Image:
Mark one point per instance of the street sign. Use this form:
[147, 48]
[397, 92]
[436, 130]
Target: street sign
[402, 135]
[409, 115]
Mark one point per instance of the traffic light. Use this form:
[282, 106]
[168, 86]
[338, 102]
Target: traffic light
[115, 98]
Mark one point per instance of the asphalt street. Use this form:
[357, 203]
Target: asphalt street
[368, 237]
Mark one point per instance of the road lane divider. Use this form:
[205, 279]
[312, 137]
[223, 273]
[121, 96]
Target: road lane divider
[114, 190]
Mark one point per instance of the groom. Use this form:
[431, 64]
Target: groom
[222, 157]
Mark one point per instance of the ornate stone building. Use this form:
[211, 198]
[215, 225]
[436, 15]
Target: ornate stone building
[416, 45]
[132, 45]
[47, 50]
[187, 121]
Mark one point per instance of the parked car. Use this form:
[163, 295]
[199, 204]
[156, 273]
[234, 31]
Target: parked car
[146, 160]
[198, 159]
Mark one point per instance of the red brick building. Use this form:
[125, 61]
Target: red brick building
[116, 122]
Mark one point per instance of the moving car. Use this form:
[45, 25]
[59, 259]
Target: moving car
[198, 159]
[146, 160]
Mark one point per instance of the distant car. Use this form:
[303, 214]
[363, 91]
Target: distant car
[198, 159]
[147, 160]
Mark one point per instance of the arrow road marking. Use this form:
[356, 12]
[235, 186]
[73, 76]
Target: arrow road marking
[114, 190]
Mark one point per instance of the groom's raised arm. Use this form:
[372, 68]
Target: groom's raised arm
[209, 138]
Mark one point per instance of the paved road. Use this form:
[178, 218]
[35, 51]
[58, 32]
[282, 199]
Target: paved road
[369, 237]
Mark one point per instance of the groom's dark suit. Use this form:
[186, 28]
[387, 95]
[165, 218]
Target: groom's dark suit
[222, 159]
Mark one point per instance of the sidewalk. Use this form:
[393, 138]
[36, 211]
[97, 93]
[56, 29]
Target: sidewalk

== PROBLEM REQUIREMENTS ==
Could you revise the records above so that every "Use this form" reads "Follow this format", with nothing else changed?

== SOLVED PROBLEM ==
Image:
Mark one point per instance of the street sign. Follow this format:
[147, 48]
[397, 92]
[436, 130]
Target: street sign
[402, 135]
[409, 115]
Mark one point per instance of the traffic light. Follow this format:
[282, 106]
[168, 86]
[338, 102]
Target: traffic light
[115, 98]
Mark one point per instance of the asphalt street. Follow this format:
[357, 203]
Target: asphalt street
[368, 237]
Mark one point per instance of the road lane divider. Follow this format:
[205, 279]
[312, 137]
[223, 273]
[121, 96]
Target: road lane divider
[114, 190]
Mark one point per instance of the groom. Follow this format:
[431, 64]
Target: groom
[222, 157]
Mark one point per instance of the ornate stone building. Follow this format:
[211, 198]
[215, 225]
[436, 15]
Target: ornate stone building
[416, 45]
[132, 45]
[47, 50]
[187, 121]
Mark one point per instance of the parked car. Follow this format:
[163, 295]
[199, 204]
[156, 273]
[234, 31]
Target: parked car
[146, 160]
[198, 159]
Mark one point per instance of the red brick building. Follow this format:
[125, 61]
Target: red brick building
[116, 122]
Mark one point per instance of the moving car. Follow this format:
[45, 25]
[59, 259]
Target: moving car
[198, 159]
[146, 160]
Mark one point per instance of the distant car. Follow this format:
[303, 214]
[363, 91]
Target: distant car
[198, 159]
[147, 160]
Mark one point per instance of the arrow road marking. Follow this format:
[356, 12]
[235, 186]
[73, 76]
Target: arrow road marking
[114, 190]
Mark one point per instance of the groom's raised arm. Follow this format:
[372, 68]
Target: groom's raised arm
[209, 138]
Mark one point per instance of the paved road. Follow this format:
[178, 218]
[35, 51]
[58, 32]
[282, 199]
Target: paved road
[369, 237]
Mark one point per instance of the groom's dark suit. Follow this format:
[186, 28]
[387, 95]
[165, 218]
Target: groom's dark suit
[222, 159]
Mark one point per instance of the sidewalk. Follow this format:
[393, 138]
[36, 211]
[97, 93]
[56, 29]
Target: sidewalk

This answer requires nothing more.